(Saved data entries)
:::::

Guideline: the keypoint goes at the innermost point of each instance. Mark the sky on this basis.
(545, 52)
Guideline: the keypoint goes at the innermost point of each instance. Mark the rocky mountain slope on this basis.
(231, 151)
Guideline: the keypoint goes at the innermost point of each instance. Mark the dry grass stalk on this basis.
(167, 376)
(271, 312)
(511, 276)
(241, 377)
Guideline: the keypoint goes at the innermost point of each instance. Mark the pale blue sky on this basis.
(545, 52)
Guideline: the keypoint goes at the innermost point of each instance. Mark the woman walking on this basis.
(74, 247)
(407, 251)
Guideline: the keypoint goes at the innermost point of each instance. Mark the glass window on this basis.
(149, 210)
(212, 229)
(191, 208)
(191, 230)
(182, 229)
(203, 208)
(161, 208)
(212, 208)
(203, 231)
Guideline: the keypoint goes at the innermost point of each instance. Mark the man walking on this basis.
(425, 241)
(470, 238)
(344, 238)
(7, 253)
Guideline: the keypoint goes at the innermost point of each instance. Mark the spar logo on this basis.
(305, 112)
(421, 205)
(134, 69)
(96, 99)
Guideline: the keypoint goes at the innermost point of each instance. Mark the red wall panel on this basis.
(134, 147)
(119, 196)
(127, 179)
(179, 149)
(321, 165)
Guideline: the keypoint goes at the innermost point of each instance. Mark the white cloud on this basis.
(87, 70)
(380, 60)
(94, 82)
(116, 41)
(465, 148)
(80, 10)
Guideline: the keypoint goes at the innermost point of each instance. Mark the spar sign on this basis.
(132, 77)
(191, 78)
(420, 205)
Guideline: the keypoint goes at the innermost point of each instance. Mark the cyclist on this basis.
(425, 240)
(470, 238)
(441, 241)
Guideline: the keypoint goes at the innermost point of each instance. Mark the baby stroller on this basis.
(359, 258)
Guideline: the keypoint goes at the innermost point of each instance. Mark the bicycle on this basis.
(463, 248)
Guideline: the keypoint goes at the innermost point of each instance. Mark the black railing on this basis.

:::::

## Prompt
Transcribe exactly, and only, the lines from the one with "bicycle on this basis." through the last line of the data.

## Response area
Guideline: the keypoint goes at the innermost point of each instance. Mark the bicycle on this basis.
(463, 248)
Guideline: the keypoint goes at the innermost point of each instance. Mark the black railing on this basis.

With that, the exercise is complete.